• [TEXTE]
L’équation fumeuse d’un dirigeant politique à propos du redoublement scolaire
Une mesure visant à augmenter la main d'oeuvre professorale dans les écoles du territoire serait justifiée par une prise en compte d'un déficit budgétaire annuel du système éducatif, causé par les redoublements scolaires. La fausseté de cette argumentation n'a pas dû échapper aux personnes un tant soit peu rigoureuse ayant eu vent par hasard du débat entre les deux candidats finaux des primaires socialistes.
F.Hollande : "Oui, je mettrai 2,5 milliards pour financer ces 60 000 postes sur le budget de l'éducation à la fin du quinquennat. Oui, le redoublement, c'est bien 2,5 milliards à la fin du quinquennat."
Cette affirmation totalement infondée relève d'une méprise assez grande entre les statistiques et la réalité de la profession éducative, et également, d'un a priori idéologique assez inquiétant de la part d'un candidat dit "socialiste".
En effet, alors que le credo des dits "socialistes" seraient de remettre la politique devant l'économie, cette argumentation sur le redoublement scolaire introduit une considération et donc une mesure budgétaire là où il n'y a pas lieu d'être.
Pour M.Hollande, les redoublements scolaires constituent une perte d'argent pour l'état qui serait évaluée à 2.5 milliards d'euros sur cinq ans. Un certain nombre d'élèves qui redoublent équivaudrait, dans cette logique, à un certain nombre de classes, et donc à un certain nombre de professeurs. De là, un raccourci assez inquiétant pour justifier ces propos : si les élèves ne redoublaient pas, cela ferait des classes et des professeurs en plus, statistiquement.
Cette argumentation est fallacieuse du point de vue de la logique, mais également, moralement ou éthiquement contestable, et ce d'autant plus en ce qu'elle émane d'une personne se préoccupant de questions sociales.
1) Une logique fallacieuse et non scientifique
Il est erroné d'assimiler les redoublements scolaires à une statistique globale budgétaire, car il existe des variables d'échelle à prendre en compte.
D'une part, la démographie de la population fluctue constamment, et ce de manière aussi bien locale que globale. Les fluctuations liées au redoublement et les fluctuations liées à la démographie ne sont pas corrélées, et les deux fluctuations entrent en jeu dans la situation démographique scolaire sur le territoire. Les fluctuations liées au redoublement ne peuvent donc être quantifiées de manière budgétaire, étant donné que celles liées à la démographie sont hors de ce champ budgétaire.
D'autre part, de un à trois élèves qui redoublent dans une classe, en moyenne, n'affectent en rien la situation de masse active du corps enseignant, car ces fluctuations minimes s'effacent statistiquement dans la fluctuation démographique au niveau global du territoire, et il n'y a pas de corrélation entre démographie élevée ou faible à échelle locale et le taux de redoublement par classe, toujours de manière locale.

• [DONNÉES ENREGISTRÉES]
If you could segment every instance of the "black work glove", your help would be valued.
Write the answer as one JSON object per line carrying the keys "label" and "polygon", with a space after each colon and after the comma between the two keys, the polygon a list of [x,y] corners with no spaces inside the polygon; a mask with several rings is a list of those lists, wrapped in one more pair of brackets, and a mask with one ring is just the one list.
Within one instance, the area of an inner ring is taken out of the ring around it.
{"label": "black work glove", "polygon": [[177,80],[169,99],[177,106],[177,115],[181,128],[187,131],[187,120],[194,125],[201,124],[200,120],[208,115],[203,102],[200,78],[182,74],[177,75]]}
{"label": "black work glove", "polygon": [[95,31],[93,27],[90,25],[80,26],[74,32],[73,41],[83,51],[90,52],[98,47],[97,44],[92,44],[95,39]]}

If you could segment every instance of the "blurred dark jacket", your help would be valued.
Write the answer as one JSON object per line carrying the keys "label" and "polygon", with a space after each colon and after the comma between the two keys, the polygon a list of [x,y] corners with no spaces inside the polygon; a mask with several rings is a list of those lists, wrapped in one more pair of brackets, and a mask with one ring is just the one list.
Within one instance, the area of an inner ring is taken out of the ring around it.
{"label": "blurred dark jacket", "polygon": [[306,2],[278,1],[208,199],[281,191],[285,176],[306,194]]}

• [OBJECTIF 1]
Répondez aux questions suivantes d'après le texte sur le redoublement scolaire :
(a) Combien de postes F. Hollande dit-il vouloir financer ?
(b) À combien, et sur quelle durée, M. Hollande évalue-t-il la perte d'argent due aux redoublements ?
(c) Combien d'élèves redoublent en moyenne dans une classe, selon le texte ?
• [OBJECTIF 2]
Poursuivez le texte sur le redoublement scolaire à partir de son dernier paragraphe.
Les données n'ont aucun lien avec le texte sur le redoublement scolaire.

• [RÉSULTAT 1]
(a) 60 000 postes.
(b) 2,5 milliards d'euros sur cinq ans.
(c) De un à trois élèves.

• [RÉSULTAT 2]
C'est pourquoi quantifier les redoublements de manière budgétaire est totalement arbitraire, infondé et non scientifique du point de vue économique.
2) Une argumentation éthiquement contestable
Assimiler les enfants "redoublants" à un déficit d'argent public pour l'état consiste à faire porter à ces enfants en difficulté une responsabilité financière et économique dont ils ne sont absolument pas responsables, et ce d'autant plus que ces enfants n'ont pas atteint la majorité et sont à la charge complète de leurs parents et du système éducatif dont ils dépendent.
Ramener le développement des enfants et l'éducation à une question de politique budgétaire est pour le moins le signe d'une pensée très étroite de ce qu'est l'éducation.
Il s'agit ainsi de la part d'un responsable politique de l'évocation d'une double-peine pour ces enfants, qui non seulement ne sont peut-être pas adaptés au système éducatif tel qu'il existe, c'est-à-dire issu d'un système de société basé sur la compétition économique et les divisions nationales et communautaires, modèle de société qui est déjà éthiquement contestable, mais en plus, ces enfants sont accusés de contribuer aux problèmes budgétaires du pays, ce qui est un peu fort en chocolat de la part de responsables (eux) politiques.
3) Un système compétitif de société et de développement suranné
Si le système éducatif uniformisé et basé sur la compétition n'est pas une réussite pour tous les enfants, il s'agit sans doute premièrement de la faute du système éducatif, inculquant un moule d'apprentissage et de pensée sur ces derniers, afin qu'ils se conforment à la société telle qu'elle est, et non pas afin qu'ils se développent tels qu'ils sont, et qui peut les amener à développer d'autres dispositions et approches en contradictions avec les normes et valeurs imposées par la société nationaliste et communautariste, qui une fois de plus sont des normes et valeurs qui divisent, tant à l'échelle relationnelle à l'intérieur de la société, et à l'échelle globale au niveau mondial.
4) Le monde malade des nations et du communautarisme
A force de tout voir sous le filtre budgétaire ou idéologique, les politiques modernes ont manifestement perdu la conscience de ce que si le monde est dans un tel chaos aujourd'hui, c'est bien de la faute des nations et des communautés de nations, et que mettre fin au désordre consiste à mettre fin au nationalisme ou au communautarisme de nations et à tout ce qui divise les êtres humains entre eux, que cela soit les idéologies ou les croyances dogmatiques et culturelles, et de comprendre que les nations, et donc les gouvernements, ne font partie d'aucune solution, mais bien du problème, car les nations, le nationalisme et leurs idéologies dans lesquelles évoluent les politiciens sont véritablement pour une grande part responsables de nombreux maux des êtres humains de part le monde.